> _Records from a data collection_:
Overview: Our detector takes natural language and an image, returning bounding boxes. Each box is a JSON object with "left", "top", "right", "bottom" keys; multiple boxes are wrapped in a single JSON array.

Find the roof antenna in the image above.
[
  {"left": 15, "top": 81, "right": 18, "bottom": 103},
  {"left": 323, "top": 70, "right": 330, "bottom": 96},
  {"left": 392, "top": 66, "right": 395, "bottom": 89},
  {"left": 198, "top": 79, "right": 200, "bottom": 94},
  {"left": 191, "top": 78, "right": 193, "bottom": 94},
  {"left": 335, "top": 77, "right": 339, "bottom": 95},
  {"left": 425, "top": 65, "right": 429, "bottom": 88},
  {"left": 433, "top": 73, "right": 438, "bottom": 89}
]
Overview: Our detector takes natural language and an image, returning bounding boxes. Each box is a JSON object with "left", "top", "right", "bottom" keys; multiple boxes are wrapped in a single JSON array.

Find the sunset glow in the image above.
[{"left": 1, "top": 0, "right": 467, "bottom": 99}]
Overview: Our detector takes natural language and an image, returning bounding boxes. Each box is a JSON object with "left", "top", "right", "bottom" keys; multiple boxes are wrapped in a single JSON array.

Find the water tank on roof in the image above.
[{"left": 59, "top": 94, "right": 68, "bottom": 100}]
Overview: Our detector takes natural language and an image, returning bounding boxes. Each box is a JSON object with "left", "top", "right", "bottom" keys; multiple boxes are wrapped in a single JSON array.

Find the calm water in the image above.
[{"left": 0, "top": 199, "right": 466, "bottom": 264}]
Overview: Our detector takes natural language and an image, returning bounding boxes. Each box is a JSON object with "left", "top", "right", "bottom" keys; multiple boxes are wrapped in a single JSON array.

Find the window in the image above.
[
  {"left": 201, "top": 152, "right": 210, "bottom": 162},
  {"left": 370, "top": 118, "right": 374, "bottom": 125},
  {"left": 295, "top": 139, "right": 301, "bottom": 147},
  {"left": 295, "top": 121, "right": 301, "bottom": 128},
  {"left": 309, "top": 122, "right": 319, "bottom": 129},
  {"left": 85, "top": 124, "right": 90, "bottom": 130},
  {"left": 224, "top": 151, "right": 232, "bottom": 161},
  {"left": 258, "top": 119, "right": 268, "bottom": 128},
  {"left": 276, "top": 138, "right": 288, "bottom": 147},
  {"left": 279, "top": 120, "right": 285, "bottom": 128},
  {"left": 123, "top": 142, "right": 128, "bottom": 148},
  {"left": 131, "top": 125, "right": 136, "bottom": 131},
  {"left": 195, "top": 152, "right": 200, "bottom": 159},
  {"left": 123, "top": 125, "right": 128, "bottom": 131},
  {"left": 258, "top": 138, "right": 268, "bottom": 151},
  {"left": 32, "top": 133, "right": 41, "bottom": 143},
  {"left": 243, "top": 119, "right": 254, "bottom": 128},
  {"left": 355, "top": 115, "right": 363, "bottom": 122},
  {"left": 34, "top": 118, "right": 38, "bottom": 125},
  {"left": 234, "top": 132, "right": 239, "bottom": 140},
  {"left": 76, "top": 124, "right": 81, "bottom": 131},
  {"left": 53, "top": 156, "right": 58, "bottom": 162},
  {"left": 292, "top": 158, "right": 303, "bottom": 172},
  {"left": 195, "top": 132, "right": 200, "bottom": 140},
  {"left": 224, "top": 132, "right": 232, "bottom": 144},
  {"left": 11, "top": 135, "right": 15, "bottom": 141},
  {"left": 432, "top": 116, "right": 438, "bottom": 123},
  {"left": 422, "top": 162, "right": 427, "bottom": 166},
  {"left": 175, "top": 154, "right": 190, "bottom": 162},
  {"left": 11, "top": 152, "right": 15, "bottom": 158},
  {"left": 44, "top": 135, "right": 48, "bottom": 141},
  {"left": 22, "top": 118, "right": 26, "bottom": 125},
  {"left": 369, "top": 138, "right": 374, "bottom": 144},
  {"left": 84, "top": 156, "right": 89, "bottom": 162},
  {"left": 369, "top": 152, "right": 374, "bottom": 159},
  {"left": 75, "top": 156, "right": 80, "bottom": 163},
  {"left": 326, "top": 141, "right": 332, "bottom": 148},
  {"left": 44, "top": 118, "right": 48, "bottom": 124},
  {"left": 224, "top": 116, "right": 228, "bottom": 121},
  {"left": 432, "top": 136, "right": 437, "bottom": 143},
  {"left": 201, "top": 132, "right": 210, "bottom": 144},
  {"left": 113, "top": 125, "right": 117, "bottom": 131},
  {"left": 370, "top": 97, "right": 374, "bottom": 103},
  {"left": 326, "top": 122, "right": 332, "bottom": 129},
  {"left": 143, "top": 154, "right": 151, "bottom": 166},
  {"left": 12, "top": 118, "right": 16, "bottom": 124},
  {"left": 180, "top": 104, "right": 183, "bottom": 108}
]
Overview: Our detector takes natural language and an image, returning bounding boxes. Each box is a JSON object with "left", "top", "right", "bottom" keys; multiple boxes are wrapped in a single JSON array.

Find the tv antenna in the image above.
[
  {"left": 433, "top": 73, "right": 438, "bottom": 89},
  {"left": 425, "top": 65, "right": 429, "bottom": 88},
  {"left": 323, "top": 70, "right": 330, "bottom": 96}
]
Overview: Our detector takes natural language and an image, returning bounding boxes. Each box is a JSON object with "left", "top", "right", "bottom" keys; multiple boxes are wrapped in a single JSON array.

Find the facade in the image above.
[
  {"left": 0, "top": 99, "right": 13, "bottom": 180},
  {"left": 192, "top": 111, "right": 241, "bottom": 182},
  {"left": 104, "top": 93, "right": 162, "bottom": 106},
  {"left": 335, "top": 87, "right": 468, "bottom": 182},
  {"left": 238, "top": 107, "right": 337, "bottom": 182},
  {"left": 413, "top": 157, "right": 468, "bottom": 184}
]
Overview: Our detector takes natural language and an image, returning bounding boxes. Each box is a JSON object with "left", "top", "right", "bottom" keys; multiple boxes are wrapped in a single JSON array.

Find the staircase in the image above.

> _ACTION ITEM_:
The records above should all be quoted exactly, please.

> _TASK RESULT_:
Overview: Our detector takes natural language and an image, returning bounding boxes. Each box is a JSON object with "left", "top", "right", "bottom" keys; multiple boxes are wrapped in a single JSON array.

Find the roof antenna in the image above.
[
  {"left": 15, "top": 81, "right": 18, "bottom": 103},
  {"left": 323, "top": 70, "right": 330, "bottom": 96},
  {"left": 392, "top": 66, "right": 395, "bottom": 89},
  {"left": 198, "top": 79, "right": 200, "bottom": 94},
  {"left": 191, "top": 78, "right": 193, "bottom": 94},
  {"left": 335, "top": 77, "right": 339, "bottom": 95},
  {"left": 425, "top": 65, "right": 429, "bottom": 88},
  {"left": 433, "top": 73, "right": 438, "bottom": 89}
]
Overview: Our detector takes natural language and an image, returning bounding boxes. Each box is a JSON object with "left", "top", "right", "bottom" keys; multiple boxes are wrapped in a single JSON array.

Find the sunset glow in the image above.
[{"left": 1, "top": 0, "right": 467, "bottom": 99}]
Overview: Our detector takes natural language and an image, returning bounding boxes. Each box is a JSON object with "left", "top", "right", "bottom" keys; multiple boxes are wrapped in a single JSON array.

Find the water tank on roof in the image above.
[{"left": 59, "top": 94, "right": 68, "bottom": 100}]
Overview: Our detector takes natural language and an image, returning bounding boxes. Each box is a JSON object with "left", "top", "right", "bottom" keys; multiple boxes are wrapped in a single JSON array.

Find the calm water in the image above.
[{"left": 0, "top": 199, "right": 466, "bottom": 264}]
Overview: Our detector takes natural language and an image, returning bounding boxes. Each box is a JSON object with "left", "top", "right", "bottom" keys; multiple boxes are wrapped in a single JSON array.

Find the window in the image above.
[
  {"left": 201, "top": 152, "right": 210, "bottom": 162},
  {"left": 370, "top": 118, "right": 374, "bottom": 125},
  {"left": 295, "top": 139, "right": 301, "bottom": 147},
  {"left": 295, "top": 121, "right": 301, "bottom": 128},
  {"left": 309, "top": 122, "right": 319, "bottom": 129},
  {"left": 85, "top": 124, "right": 90, "bottom": 130},
  {"left": 224, "top": 151, "right": 232, "bottom": 161},
  {"left": 258, "top": 119, "right": 268, "bottom": 128},
  {"left": 276, "top": 138, "right": 288, "bottom": 147},
  {"left": 279, "top": 120, "right": 285, "bottom": 128},
  {"left": 123, "top": 142, "right": 128, "bottom": 148},
  {"left": 131, "top": 125, "right": 136, "bottom": 131},
  {"left": 195, "top": 152, "right": 200, "bottom": 159},
  {"left": 123, "top": 125, "right": 128, "bottom": 131},
  {"left": 258, "top": 138, "right": 268, "bottom": 151},
  {"left": 32, "top": 133, "right": 41, "bottom": 143},
  {"left": 243, "top": 119, "right": 254, "bottom": 128},
  {"left": 355, "top": 115, "right": 363, "bottom": 122},
  {"left": 34, "top": 118, "right": 38, "bottom": 125},
  {"left": 234, "top": 132, "right": 239, "bottom": 140},
  {"left": 76, "top": 124, "right": 81, "bottom": 131},
  {"left": 53, "top": 156, "right": 58, "bottom": 162},
  {"left": 292, "top": 158, "right": 303, "bottom": 172},
  {"left": 195, "top": 132, "right": 200, "bottom": 140},
  {"left": 224, "top": 132, "right": 232, "bottom": 144},
  {"left": 11, "top": 135, "right": 15, "bottom": 141},
  {"left": 432, "top": 116, "right": 438, "bottom": 123},
  {"left": 422, "top": 162, "right": 427, "bottom": 166},
  {"left": 175, "top": 154, "right": 190, "bottom": 162},
  {"left": 11, "top": 152, "right": 15, "bottom": 158},
  {"left": 44, "top": 135, "right": 48, "bottom": 141},
  {"left": 22, "top": 118, "right": 26, "bottom": 125},
  {"left": 369, "top": 138, "right": 374, "bottom": 144},
  {"left": 84, "top": 156, "right": 89, "bottom": 162},
  {"left": 369, "top": 152, "right": 374, "bottom": 159},
  {"left": 75, "top": 156, "right": 80, "bottom": 163},
  {"left": 326, "top": 141, "right": 332, "bottom": 148},
  {"left": 44, "top": 118, "right": 48, "bottom": 124},
  {"left": 224, "top": 116, "right": 228, "bottom": 121},
  {"left": 432, "top": 136, "right": 437, "bottom": 143},
  {"left": 201, "top": 132, "right": 210, "bottom": 144},
  {"left": 113, "top": 125, "right": 117, "bottom": 131},
  {"left": 370, "top": 97, "right": 374, "bottom": 103},
  {"left": 326, "top": 122, "right": 332, "bottom": 129},
  {"left": 143, "top": 154, "right": 151, "bottom": 166},
  {"left": 12, "top": 118, "right": 16, "bottom": 124},
  {"left": 180, "top": 104, "right": 183, "bottom": 108}
]
Overview: Our detector takes natural language and an image, returning bounding boxes. Each box is a JSON object with "left", "top", "right", "bottom" keys; multiple boxes are wrapped in a single JSON array.

Find the tv antenna in the image above.
[
  {"left": 433, "top": 73, "right": 438, "bottom": 89},
  {"left": 425, "top": 65, "right": 429, "bottom": 88},
  {"left": 323, "top": 70, "right": 330, "bottom": 96}
]
Overview: Our detector takes natural language and an image, returning bounding boxes. Each box is a JSON object with "left", "top", "right", "bottom" keys; multiple boxes are wrapped in a single JSON array.

Find the facade in the image above.
[
  {"left": 0, "top": 99, "right": 13, "bottom": 180},
  {"left": 192, "top": 111, "right": 241, "bottom": 182},
  {"left": 104, "top": 93, "right": 162, "bottom": 106},
  {"left": 335, "top": 87, "right": 468, "bottom": 182},
  {"left": 238, "top": 107, "right": 337, "bottom": 182},
  {"left": 413, "top": 157, "right": 468, "bottom": 184}
]
Overview: Our detector takes natural language and an image, returning bounding boxes. Each box is a JSON object with "left", "top", "right", "bottom" keys; multiple boxes are wrapped in a single JSON array.

Find the staircase in the image above.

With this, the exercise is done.